To be done. Return all entries word for word, but drop any images.

>> BEGIN Dataset entries

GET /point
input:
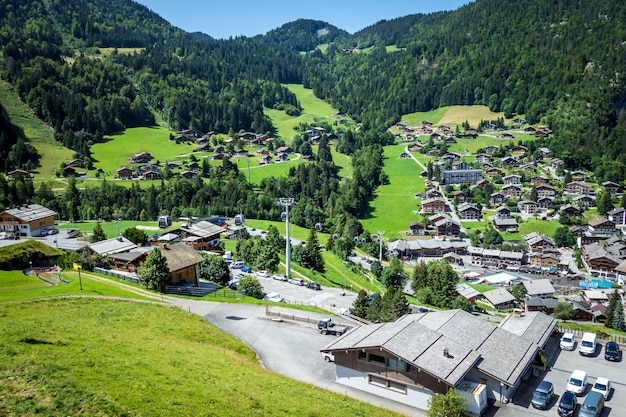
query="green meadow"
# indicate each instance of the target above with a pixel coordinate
(102, 357)
(393, 208)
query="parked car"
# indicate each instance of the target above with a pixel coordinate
(577, 382)
(567, 341)
(542, 397)
(274, 296)
(567, 404)
(603, 386)
(588, 344)
(592, 406)
(612, 352)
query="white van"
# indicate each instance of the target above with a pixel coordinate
(588, 343)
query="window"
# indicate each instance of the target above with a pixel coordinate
(396, 363)
(377, 358)
(385, 383)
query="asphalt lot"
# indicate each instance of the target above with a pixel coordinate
(562, 364)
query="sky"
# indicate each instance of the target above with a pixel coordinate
(222, 19)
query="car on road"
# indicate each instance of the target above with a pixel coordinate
(567, 341)
(577, 382)
(567, 404)
(314, 286)
(612, 352)
(603, 386)
(542, 397)
(274, 296)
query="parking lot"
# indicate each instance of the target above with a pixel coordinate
(561, 365)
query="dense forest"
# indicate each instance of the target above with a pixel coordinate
(554, 62)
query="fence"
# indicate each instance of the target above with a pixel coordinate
(116, 274)
(605, 337)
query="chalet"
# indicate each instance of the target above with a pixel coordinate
(584, 201)
(539, 180)
(500, 299)
(571, 211)
(503, 212)
(124, 173)
(111, 246)
(284, 149)
(459, 196)
(433, 205)
(377, 359)
(576, 187)
(202, 235)
(513, 179)
(505, 225)
(541, 288)
(497, 198)
(512, 190)
(483, 158)
(545, 190)
(491, 149)
(545, 261)
(544, 305)
(509, 160)
(141, 158)
(469, 211)
(416, 229)
(612, 187)
(527, 206)
(603, 227)
(492, 172)
(461, 176)
(617, 216)
(27, 220)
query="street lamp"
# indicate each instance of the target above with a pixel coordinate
(380, 240)
(286, 203)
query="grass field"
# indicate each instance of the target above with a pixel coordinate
(37, 133)
(314, 110)
(96, 357)
(116, 150)
(393, 207)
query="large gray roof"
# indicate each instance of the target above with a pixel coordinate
(471, 341)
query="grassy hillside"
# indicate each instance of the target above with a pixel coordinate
(37, 132)
(95, 357)
(313, 110)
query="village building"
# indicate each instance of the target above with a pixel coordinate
(29, 220)
(421, 355)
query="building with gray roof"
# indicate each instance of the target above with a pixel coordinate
(421, 355)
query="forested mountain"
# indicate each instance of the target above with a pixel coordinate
(555, 62)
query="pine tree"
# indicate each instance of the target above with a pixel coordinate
(155, 272)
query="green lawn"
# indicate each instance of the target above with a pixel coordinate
(314, 110)
(116, 150)
(392, 210)
(97, 357)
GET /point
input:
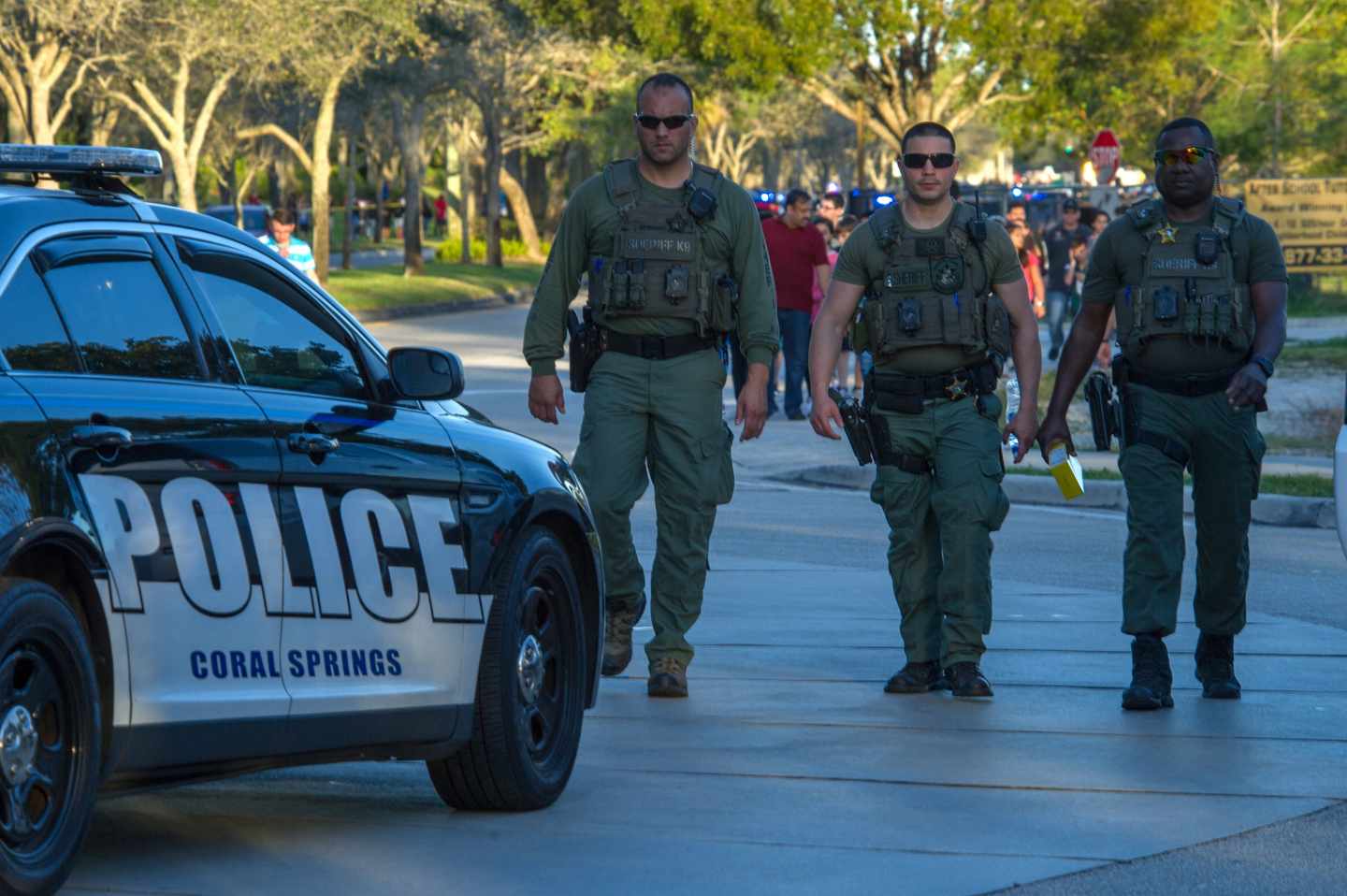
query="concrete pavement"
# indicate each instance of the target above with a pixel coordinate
(789, 771)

>> END Dataset entries

The answer.
GET /point
input:
query="green meadow"
# indicate each instance of the target above with a pixel coordinate
(102, 357)
(393, 208)
query="parked car"
# indicate each instance of the target above with a pixel coordinate
(577, 382)
(567, 341)
(542, 397)
(274, 296)
(567, 404)
(603, 386)
(588, 344)
(592, 406)
(612, 352)
query="white van"
# indicate each instance of the target above with a pixel coordinate
(588, 343)
query="window"
# indicate each instance of the target above with a pixel coordinate
(396, 363)
(377, 358)
(385, 383)
query="asphalt lot"
# indicate each instance of the target above with a pixel coordinate
(562, 364)
query="sky"
# indicate each instance of the target above with a pixel coordinate
(222, 19)
query="car on road"
# indicate each instance of the target above with a pixel coordinate
(567, 341)
(577, 382)
(567, 404)
(314, 286)
(612, 352)
(603, 386)
(542, 397)
(274, 296)
query="parking lot"
# indicate each instance of the target above with a pixel coordinate
(561, 365)
query="dense forest"
# indicate each instance of the target above with a pixel coordinate
(554, 62)
query="fence"
# indicate each instance of the target above with a pixel coordinate
(116, 274)
(605, 337)
query="chalet"
# indicate each instance of the target above with a pixel coordinate
(584, 201)
(539, 180)
(500, 299)
(571, 211)
(503, 212)
(124, 173)
(111, 246)
(284, 149)
(459, 196)
(433, 205)
(377, 359)
(576, 187)
(202, 235)
(513, 179)
(505, 225)
(541, 288)
(497, 198)
(512, 190)
(483, 158)
(545, 190)
(491, 149)
(545, 261)
(544, 305)
(509, 160)
(141, 158)
(469, 211)
(416, 229)
(612, 187)
(527, 206)
(603, 227)
(492, 172)
(461, 176)
(617, 216)
(27, 220)
query="street lamp"
# indicate each instance of the target above with a pixel coordinate
(380, 240)
(286, 203)
query="grass field"
# indicate each instance of the target above with a pixel coordinate
(37, 133)
(314, 110)
(96, 357)
(116, 150)
(393, 207)
query="large gray roof"
# indicate each instance of the target above with a pixel coordinate
(471, 341)
query="grassy hillside"
# indicate each instance of the target above with a pixel coordinate
(37, 132)
(95, 357)
(313, 110)
query="village building"
# indicate each instance of the target above with a pixel coordinate
(29, 220)
(421, 355)
query="building with gray roof"
# indicate each instance of the target above with a pixel coordinate
(421, 355)
query="forested mountain"
# indicate each instance of the target above with a pixel coordinate
(555, 62)
query="pine tree"
# indicate each instance of the target above with a pixel coordinate
(155, 272)
query="green lawn"
# indicate each instance of the target above with a pixel coordinate
(314, 110)
(116, 150)
(392, 210)
(97, 357)
GET /point
input:
query="concrete pavement"
# indicate each instance of the target above with a pixel coordinate
(789, 771)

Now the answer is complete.